### LISTED RECORDS
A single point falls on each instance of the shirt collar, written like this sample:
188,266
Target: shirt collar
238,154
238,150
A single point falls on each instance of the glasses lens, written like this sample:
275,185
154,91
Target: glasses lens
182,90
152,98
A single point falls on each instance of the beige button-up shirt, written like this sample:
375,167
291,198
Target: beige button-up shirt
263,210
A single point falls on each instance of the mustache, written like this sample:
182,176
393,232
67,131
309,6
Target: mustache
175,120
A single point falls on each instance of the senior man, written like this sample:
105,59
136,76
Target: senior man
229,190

### INSTRUCTIONS FOR THE TASK
Reproduce the records verbatim, starting at the line that contains "A single point falls on each instance of the beige" and continuing through the final line of the records, with both ends included.

### RESULT OF THE EXERCISE
A single point falls on each instance of the beige button-up shirt, written like this sample:
375,167
291,198
Target: beige button-up shirt
263,210
A single point falls on each instance of the mustache, written like this sample:
182,176
393,232
67,131
309,6
Target: mustache
175,120
A single point falls on each instance of the senior man, written like this sample:
105,59
136,76
Target: senior man
229,190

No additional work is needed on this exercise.